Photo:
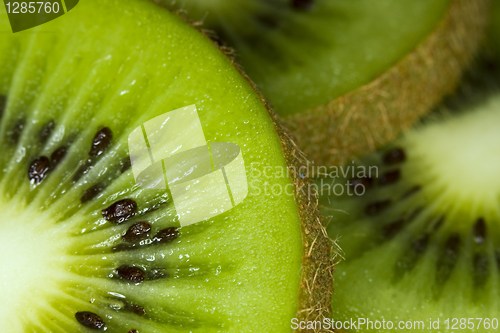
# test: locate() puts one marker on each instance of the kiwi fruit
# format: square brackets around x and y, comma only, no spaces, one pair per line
[87,247]
[346,76]
[419,224]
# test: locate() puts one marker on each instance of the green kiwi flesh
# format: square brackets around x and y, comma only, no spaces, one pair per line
[420,230]
[347,76]
[84,248]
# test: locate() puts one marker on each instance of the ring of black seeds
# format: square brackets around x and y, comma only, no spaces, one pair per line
[120,211]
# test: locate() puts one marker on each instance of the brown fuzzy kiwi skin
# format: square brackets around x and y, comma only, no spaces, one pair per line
[376,113]
[319,251]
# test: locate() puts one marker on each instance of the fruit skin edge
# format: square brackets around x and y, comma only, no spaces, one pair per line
[376,113]
[318,249]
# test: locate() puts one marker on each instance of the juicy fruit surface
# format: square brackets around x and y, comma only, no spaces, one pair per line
[82,246]
[424,240]
[305,53]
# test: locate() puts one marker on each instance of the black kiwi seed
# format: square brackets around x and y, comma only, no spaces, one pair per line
[14,134]
[302,4]
[38,170]
[134,308]
[479,231]
[137,232]
[120,211]
[82,170]
[46,131]
[390,177]
[101,142]
[394,156]
[167,235]
[57,156]
[131,273]
[376,207]
[91,193]
[90,320]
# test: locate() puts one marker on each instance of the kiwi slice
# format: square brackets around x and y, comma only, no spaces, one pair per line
[419,225]
[86,243]
[347,76]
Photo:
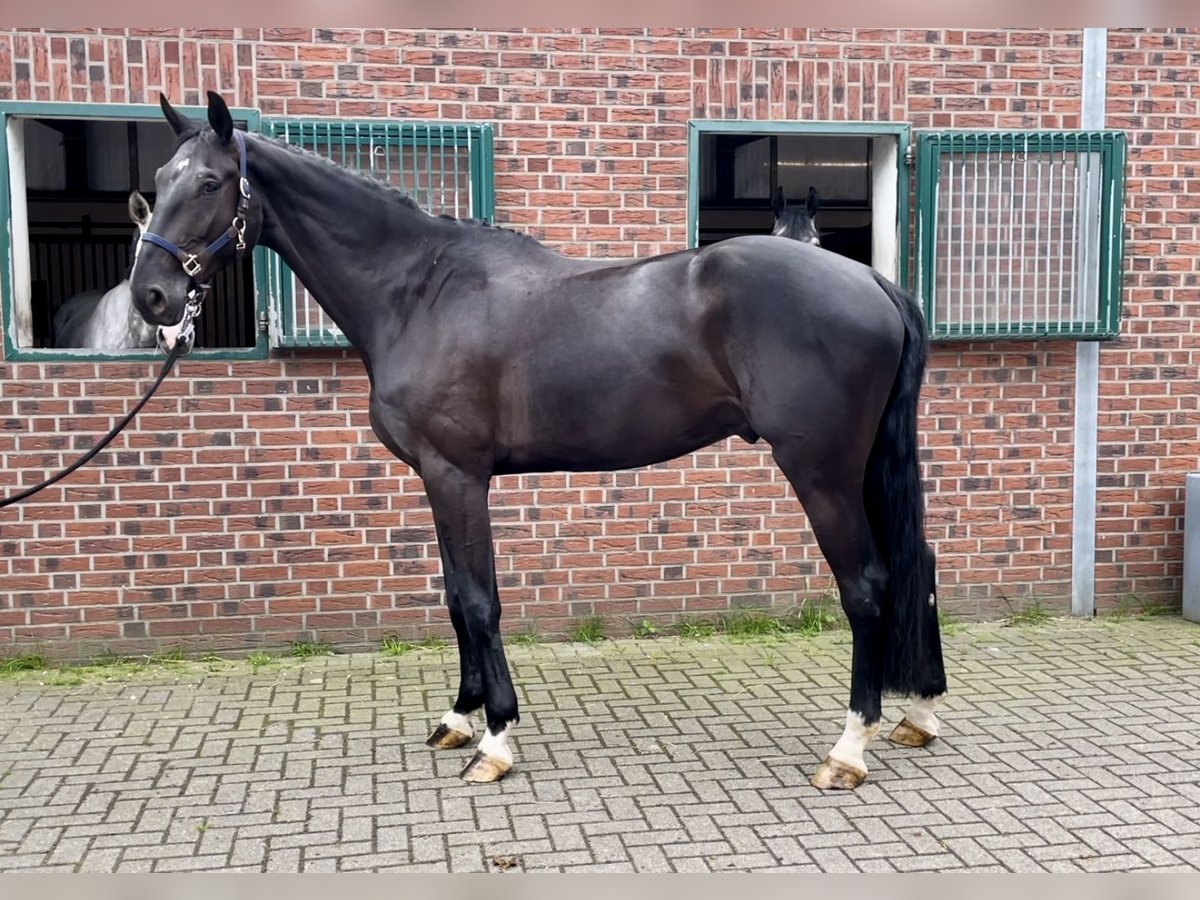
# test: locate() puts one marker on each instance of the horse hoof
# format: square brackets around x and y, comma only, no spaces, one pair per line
[834,775]
[447,738]
[909,735]
[484,769]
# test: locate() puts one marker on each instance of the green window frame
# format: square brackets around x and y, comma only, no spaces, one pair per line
[447,167]
[11,241]
[898,132]
[1020,234]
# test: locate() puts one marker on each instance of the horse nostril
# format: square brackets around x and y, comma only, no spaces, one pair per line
[156,300]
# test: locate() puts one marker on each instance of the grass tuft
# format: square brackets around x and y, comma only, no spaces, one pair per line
[307,649]
[589,630]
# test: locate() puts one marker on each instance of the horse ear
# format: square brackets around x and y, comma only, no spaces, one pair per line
[139,210]
[181,125]
[220,118]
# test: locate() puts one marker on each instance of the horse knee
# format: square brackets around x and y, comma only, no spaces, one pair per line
[863,604]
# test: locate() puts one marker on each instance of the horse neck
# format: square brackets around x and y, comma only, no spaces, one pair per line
[115,322]
[351,241]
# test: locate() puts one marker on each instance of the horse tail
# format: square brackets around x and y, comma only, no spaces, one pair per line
[895,509]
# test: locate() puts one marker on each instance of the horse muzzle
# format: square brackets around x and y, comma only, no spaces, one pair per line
[183,331]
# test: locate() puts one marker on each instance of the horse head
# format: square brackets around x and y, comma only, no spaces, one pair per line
[203,217]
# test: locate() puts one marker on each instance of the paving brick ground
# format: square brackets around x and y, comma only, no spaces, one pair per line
[1067,747]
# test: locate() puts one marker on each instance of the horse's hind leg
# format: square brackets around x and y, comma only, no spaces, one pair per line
[456,727]
[832,496]
[465,535]
[919,725]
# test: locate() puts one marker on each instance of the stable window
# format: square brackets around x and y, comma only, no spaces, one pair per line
[855,167]
[445,167]
[1020,234]
[66,175]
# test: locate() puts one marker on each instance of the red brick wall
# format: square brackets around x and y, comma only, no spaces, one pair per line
[250,504]
[1149,399]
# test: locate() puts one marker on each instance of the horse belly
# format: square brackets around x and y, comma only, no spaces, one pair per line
[624,420]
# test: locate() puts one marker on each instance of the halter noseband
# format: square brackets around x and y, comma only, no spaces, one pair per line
[193,263]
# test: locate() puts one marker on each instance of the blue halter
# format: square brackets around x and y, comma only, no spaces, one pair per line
[193,263]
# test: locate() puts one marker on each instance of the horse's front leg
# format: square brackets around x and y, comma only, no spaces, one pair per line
[465,535]
[456,726]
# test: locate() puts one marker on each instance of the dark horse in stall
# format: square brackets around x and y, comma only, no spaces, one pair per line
[487,353]
[108,319]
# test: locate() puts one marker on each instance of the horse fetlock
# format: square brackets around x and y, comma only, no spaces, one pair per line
[492,761]
[453,731]
[837,775]
[919,726]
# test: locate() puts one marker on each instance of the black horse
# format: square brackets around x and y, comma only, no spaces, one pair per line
[487,353]
[796,222]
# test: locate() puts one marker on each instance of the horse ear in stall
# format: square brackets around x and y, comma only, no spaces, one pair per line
[108,319]
[796,222]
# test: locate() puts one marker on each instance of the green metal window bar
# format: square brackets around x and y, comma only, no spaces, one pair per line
[1020,234]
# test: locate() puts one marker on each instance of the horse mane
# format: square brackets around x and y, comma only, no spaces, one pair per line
[396,193]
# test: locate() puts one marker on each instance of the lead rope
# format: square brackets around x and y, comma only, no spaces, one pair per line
[175,353]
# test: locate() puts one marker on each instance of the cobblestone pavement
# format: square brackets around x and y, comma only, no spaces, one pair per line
[1066,747]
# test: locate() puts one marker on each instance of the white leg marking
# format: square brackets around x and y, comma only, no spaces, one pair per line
[853,741]
[497,745]
[922,711]
[460,723]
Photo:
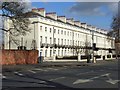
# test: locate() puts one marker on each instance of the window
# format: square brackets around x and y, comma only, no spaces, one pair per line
[58,52]
[68,33]
[50,53]
[40,27]
[65,41]
[40,39]
[65,52]
[46,29]
[50,40]
[62,53]
[61,31]
[62,41]
[46,40]
[68,42]
[54,30]
[50,30]
[46,53]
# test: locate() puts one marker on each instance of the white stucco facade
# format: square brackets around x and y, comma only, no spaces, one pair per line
[49,30]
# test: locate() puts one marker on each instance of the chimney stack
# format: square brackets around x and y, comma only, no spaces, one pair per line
[52,15]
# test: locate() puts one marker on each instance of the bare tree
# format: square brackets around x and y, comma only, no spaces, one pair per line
[18,14]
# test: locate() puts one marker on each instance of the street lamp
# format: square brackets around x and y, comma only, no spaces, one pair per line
[93,47]
[34,41]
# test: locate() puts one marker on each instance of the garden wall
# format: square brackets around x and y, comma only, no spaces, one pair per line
[19,57]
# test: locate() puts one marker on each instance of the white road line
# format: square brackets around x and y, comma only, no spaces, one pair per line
[31,71]
[78,81]
[38,69]
[2,76]
[56,78]
[84,73]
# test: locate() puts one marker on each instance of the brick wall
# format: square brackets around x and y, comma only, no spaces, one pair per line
[19,57]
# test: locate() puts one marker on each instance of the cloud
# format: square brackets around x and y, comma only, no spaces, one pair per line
[93,8]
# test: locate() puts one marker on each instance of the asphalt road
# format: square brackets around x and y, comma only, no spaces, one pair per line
[103,75]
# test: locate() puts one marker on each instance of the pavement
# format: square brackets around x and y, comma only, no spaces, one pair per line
[8,68]
[61,76]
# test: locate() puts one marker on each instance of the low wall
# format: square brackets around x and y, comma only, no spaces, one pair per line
[19,57]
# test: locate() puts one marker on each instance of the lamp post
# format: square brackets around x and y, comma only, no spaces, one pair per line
[54,56]
[93,59]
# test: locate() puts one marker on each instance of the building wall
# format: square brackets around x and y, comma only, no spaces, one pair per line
[47,31]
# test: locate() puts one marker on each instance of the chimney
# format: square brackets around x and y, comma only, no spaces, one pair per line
[77,23]
[41,11]
[52,15]
[70,21]
[84,25]
[62,18]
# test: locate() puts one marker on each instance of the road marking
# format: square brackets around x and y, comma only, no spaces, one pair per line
[20,74]
[53,69]
[2,76]
[112,81]
[56,78]
[31,71]
[84,73]
[89,80]
[38,69]
[101,70]
[82,81]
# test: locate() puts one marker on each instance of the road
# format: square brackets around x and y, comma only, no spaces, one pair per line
[63,78]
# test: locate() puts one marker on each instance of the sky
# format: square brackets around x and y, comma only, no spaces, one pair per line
[98,14]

##############################

What you are asked to do
Pull every line containing the word "stall" out of the entries above.

Written reply
# test: locate() puts one marker on each instance of the dark horse in stall
# test: locate() puts one marker on each instance of the horse ear in stall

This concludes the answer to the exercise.